### Requirement
Check the lines of the listing below for the word "each", and state only how many have it.

### The records
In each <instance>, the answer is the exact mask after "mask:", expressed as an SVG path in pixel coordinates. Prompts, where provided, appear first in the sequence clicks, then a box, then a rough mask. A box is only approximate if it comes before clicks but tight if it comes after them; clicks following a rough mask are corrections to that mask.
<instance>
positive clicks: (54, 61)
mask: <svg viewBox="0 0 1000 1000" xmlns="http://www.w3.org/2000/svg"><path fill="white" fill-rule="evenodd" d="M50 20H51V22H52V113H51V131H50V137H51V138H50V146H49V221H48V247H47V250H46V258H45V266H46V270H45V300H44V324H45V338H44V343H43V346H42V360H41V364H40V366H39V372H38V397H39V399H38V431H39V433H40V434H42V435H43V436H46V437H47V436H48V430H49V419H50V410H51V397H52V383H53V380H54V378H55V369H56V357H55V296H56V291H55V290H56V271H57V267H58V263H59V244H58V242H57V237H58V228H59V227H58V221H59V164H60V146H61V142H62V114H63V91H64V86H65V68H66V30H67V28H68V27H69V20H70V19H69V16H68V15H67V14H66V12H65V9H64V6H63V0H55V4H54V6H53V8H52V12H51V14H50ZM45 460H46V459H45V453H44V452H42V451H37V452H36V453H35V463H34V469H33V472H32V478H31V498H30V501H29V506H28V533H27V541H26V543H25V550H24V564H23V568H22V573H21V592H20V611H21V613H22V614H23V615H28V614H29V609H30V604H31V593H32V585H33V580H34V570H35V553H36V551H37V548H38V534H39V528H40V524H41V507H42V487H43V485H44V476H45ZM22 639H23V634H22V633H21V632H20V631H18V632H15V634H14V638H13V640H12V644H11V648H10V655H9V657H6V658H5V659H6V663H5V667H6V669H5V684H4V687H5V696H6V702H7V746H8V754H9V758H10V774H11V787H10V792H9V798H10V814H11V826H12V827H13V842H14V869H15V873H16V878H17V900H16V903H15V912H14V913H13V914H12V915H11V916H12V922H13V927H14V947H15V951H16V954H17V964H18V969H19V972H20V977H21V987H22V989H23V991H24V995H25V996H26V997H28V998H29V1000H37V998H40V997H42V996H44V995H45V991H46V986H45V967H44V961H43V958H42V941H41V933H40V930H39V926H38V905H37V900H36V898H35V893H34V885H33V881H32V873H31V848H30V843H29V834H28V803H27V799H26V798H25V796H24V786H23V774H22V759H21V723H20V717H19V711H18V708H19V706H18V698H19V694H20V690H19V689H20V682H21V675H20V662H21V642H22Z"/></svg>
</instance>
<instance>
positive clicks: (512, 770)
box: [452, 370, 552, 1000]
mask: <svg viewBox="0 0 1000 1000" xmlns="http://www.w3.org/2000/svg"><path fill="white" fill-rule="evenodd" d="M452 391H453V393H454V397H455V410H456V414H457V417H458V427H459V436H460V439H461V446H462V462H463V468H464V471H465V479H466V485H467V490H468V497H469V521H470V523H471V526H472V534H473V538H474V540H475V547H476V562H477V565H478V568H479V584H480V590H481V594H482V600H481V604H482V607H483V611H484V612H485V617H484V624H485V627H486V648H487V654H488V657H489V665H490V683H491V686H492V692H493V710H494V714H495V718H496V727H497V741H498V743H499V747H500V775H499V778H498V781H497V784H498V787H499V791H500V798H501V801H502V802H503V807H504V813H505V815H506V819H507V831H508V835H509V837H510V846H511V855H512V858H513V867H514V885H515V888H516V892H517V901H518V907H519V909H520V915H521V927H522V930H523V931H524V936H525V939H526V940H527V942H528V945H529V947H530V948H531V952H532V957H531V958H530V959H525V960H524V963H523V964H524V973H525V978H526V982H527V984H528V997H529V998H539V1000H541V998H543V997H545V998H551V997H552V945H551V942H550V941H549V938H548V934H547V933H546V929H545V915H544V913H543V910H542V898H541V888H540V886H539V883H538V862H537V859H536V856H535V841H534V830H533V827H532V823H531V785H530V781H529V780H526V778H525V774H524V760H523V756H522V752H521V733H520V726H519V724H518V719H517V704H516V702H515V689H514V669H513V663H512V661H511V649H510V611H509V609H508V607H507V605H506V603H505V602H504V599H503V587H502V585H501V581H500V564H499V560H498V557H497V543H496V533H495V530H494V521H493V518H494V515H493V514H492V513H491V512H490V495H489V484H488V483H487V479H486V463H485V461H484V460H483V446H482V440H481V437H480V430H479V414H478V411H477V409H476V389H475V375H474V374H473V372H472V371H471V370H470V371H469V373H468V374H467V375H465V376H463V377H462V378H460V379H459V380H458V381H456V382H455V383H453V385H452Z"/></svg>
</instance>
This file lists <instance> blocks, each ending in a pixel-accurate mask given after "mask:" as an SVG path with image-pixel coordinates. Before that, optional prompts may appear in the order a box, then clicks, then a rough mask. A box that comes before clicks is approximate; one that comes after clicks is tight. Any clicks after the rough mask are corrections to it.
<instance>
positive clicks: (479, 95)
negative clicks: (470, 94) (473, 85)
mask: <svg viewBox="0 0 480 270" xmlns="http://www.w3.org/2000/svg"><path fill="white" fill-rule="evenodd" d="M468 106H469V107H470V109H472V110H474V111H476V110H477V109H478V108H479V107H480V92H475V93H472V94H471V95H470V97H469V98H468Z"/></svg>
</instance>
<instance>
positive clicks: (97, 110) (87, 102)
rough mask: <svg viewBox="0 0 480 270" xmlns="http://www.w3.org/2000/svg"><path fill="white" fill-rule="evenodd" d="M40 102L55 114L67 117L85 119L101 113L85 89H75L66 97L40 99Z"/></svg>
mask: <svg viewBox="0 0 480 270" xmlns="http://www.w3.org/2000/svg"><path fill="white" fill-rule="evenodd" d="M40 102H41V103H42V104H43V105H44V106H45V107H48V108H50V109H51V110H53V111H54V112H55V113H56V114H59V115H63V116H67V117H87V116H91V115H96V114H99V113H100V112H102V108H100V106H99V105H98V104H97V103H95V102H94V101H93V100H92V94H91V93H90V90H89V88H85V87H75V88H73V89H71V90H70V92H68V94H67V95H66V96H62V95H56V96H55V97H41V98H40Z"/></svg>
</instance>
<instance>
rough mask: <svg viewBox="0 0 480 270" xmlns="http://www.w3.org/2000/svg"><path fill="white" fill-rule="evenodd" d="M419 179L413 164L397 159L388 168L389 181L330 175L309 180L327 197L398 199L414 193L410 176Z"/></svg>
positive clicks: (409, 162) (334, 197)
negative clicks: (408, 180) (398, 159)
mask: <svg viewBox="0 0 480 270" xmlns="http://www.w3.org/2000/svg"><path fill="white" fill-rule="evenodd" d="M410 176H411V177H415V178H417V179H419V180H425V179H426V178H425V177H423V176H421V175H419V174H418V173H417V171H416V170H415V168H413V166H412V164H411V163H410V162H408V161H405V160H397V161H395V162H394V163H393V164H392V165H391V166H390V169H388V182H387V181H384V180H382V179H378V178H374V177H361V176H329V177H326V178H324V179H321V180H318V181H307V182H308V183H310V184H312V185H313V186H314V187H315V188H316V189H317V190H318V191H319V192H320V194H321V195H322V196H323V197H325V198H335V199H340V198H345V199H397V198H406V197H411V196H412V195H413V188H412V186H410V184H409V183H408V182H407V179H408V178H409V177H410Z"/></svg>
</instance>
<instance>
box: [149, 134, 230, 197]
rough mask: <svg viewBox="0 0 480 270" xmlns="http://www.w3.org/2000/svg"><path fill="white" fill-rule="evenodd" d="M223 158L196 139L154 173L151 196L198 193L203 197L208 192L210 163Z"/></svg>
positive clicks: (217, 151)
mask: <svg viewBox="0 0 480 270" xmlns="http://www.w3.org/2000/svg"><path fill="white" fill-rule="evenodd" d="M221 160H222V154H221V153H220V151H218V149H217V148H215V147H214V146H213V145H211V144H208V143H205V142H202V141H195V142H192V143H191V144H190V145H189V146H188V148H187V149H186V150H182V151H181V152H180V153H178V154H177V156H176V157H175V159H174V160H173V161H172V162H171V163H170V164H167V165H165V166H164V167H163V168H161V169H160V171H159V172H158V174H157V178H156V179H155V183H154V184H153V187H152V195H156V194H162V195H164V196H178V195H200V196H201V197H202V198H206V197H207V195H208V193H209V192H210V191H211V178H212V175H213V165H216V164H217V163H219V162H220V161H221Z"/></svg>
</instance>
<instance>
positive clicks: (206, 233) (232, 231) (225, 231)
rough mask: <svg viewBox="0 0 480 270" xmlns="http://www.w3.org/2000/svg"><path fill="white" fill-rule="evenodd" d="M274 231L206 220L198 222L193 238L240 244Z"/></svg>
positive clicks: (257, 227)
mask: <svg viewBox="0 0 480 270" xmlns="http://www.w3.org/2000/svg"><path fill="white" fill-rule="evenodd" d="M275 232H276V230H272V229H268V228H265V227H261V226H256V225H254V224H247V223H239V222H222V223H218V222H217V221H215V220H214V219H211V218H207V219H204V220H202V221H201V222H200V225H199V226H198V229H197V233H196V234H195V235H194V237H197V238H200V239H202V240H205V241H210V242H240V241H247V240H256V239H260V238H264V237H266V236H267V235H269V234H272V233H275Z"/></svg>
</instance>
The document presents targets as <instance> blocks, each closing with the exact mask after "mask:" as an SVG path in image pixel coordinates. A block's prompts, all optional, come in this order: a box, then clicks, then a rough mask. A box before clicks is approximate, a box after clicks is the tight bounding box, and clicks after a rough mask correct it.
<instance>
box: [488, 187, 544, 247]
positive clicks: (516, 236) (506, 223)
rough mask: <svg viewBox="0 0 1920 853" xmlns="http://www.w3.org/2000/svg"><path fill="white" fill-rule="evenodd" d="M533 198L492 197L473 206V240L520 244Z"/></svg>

### Exercise answer
3